_Supplied entries_.
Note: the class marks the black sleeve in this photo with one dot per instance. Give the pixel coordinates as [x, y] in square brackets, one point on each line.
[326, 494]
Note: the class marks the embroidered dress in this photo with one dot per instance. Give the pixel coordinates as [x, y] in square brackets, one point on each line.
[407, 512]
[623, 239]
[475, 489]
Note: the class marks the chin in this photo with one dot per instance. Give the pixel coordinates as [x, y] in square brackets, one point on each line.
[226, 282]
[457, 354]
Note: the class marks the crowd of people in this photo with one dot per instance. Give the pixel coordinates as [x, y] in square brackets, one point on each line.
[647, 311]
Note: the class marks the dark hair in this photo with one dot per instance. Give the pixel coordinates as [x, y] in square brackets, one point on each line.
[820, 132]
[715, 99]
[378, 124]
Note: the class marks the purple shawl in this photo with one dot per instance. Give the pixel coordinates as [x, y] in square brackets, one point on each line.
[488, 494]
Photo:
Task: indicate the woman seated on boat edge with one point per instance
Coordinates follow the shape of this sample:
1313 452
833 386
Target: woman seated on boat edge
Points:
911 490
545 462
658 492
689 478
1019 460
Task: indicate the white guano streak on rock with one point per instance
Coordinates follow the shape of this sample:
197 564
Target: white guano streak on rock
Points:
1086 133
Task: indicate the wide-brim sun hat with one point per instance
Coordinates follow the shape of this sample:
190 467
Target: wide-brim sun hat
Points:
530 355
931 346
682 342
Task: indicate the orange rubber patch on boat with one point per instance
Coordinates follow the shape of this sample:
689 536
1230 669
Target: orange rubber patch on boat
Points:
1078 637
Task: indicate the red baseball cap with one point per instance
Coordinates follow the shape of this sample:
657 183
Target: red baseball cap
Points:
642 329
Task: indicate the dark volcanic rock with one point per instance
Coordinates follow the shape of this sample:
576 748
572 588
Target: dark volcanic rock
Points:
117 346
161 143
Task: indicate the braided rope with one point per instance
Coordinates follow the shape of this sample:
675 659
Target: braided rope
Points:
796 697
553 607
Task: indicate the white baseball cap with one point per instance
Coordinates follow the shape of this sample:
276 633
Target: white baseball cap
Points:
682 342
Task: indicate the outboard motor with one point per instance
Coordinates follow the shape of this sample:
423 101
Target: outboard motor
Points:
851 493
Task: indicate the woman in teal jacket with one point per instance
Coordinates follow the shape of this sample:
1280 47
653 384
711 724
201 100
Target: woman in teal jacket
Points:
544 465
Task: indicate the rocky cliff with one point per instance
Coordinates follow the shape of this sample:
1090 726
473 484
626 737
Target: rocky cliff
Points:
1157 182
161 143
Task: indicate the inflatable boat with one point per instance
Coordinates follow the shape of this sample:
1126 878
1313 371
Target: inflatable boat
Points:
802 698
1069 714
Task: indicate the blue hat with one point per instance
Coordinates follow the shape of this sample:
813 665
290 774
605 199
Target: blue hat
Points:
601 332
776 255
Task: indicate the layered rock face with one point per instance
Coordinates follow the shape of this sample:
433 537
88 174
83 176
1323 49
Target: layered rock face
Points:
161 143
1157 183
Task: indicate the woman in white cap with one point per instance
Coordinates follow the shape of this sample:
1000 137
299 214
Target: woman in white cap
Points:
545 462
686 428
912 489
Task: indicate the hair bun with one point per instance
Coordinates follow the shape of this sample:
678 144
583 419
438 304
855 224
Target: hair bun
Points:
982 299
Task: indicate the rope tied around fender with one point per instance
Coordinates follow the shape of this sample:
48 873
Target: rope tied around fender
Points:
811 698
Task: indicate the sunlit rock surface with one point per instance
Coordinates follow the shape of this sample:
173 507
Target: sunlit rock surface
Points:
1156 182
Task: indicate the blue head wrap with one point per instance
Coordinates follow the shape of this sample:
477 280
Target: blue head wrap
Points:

_Assignment_. Spot every line in the entries that includes the word "woman", and copy each one out.

_Exercise solution_.
Task: indicate the woman seated on boat edge with one point per instance
Target: woman seated on boat edge
Task: indicate the woman in teal jacket with one point per instance
Target: woman in teal jacket
Task: indicate the woman in white cap with one point per instance
Target: woman in white cap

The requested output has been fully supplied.